» Objectifs:
**A)** Recopiez fidèlement le passage de l'article depuis « Loïc Couzineau : La » jusqu'à « tes interlocuteurs ? » inclus.
**B)** D'après l'article, quelle institution a été la première à recevoir les reportages de Loïc Couzineau ?

(57) Par Loïc COUZINEAU –
Une alchimie particulière entre le reportage et l’art
Gilles Corniac : Comment t’est venue l’idée d’associer art et reportage ?
Loïc Couzineau : La Bibliothèque Nationale de France a été la première à avoir reçu mes premiers reportages et à cette occasion j’ai pu parler au directeur de la collection vidéo qui a beaucoup aimé la convivialité, le côté chaleureux et naturel de mes entrevues. J’ai choisi de les associer à l’art que je pratique en tant qu’artiste. Les questions que je vais poser à mes interlocuteurs doivent véritablement prendre en compte leur propre personnalité et c’est ainsi que j’ai réalisé des oeuvres avec des concepts et des protocoles qui me permettent de mieux découvrir ce qu’il y a de plus profond et intime chez eux. Au final le ressenti de chacun me permet de beaucoup mieux les connaître avec tout ce que j’ai retenu de principes de l’art conceptuel qui m’amène à leur poser des questions en relation avec leur propre personnalité.
GC : Comment communiques-tu avec tes interlocuteurs ?
LC : En Finlande j’ai connu une éleveuse de chevaux qui m’a appris toutes les relations qu’il peut y avoir entre un être humain et un cheval : ce dernier est comme un miroir et agit suivant ce qu’il ressent de son/sa cavalier.ère. Si une personne est anxieuse ou nerveuse le cheval agira de même. C’est un exemple auquel je pense souvent lorsque j’interview des personnes, c’est cela qui donne un résultat enrichissant et spécifique à nos deux personnalités. J’attache une grande importance à contextualiser mes entretiens par des images instructives ou des très beaux paysages car je pense que le bon équilibre de l’humain se reflète dans une bonne santé de la nature. Et malheureusement, cette dernière se détériore de plus en plus à cause de notre société qui ferme les yeux devant tout ce qu’elle entreprend outre mesure et qui la met en péril. Il faut multiplier ce qui peut être positif dans la vie en observant par exemple des personnes qui vivent en totale harmonie avec la nature. Le but est bien sûr de faire prendre conscience au plus grand nombre de l’importance d’être en harmonie avec l’écologie. C’est pour cette raison que cette dernière est souvent traitée dans mon travail. L’art questionne notre société.

» Ensemble des items:
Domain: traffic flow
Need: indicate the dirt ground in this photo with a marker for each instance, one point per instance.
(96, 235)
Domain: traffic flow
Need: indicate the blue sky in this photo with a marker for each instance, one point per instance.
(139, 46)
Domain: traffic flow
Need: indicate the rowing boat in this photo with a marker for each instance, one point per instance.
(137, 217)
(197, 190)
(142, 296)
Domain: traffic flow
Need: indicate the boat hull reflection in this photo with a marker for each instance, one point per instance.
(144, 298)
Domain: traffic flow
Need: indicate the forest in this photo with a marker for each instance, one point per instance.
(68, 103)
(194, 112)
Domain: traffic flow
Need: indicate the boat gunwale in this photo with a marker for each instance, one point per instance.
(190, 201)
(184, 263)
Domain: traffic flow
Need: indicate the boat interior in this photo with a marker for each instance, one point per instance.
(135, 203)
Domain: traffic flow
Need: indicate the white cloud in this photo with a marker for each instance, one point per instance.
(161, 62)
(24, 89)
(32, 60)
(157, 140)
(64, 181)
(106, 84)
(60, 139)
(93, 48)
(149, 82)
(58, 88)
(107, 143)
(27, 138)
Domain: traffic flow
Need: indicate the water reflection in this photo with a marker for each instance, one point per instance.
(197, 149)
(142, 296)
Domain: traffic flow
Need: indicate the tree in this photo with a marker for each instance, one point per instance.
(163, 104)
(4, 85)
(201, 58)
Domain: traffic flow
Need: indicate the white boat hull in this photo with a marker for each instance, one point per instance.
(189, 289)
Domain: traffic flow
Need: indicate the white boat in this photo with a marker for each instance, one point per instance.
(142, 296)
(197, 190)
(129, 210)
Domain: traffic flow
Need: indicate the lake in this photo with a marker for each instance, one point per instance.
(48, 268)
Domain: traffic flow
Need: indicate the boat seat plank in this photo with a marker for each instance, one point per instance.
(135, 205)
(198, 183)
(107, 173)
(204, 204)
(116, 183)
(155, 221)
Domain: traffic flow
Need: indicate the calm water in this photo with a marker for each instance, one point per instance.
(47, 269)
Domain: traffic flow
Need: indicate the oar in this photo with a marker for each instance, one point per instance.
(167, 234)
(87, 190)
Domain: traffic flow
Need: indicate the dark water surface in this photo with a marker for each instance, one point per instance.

» Résultats finaux:
**A)**
Loïc Couzineau : La Bibliothèque Nationale de France a été la première à avoir reçu mes premiers reportages et à cette occasion j’ai pu parler au directeur de la collection vidéo qui a beaucoup aimé la convivialité, le côté chaleureux et naturel de mes entrevues. J’ai choisi de les associer à l’art que je pratique en tant qu’artiste. Les questions que je vais poser à mes interlocuteurs doivent véritablement prendre en compte leur propre personnalité et c’est ainsi que j’ai réalisé des oeuvres avec des concepts et des protocoles qui me permettent de mieux découvrir ce qu’il y a de plus profond et intime chez eux. Au final le ressenti de chacun me permet de beaucoup mieux les connaître avec tout ce que j’ai retenu de principes de l’art conceptuel qui m’amène à leur poser des questions en relation avec leur propre personnalité.
GC : Comment communiques-tu avec tes interlocuteurs ?

**B)** La Bibliothèque Nationale de France.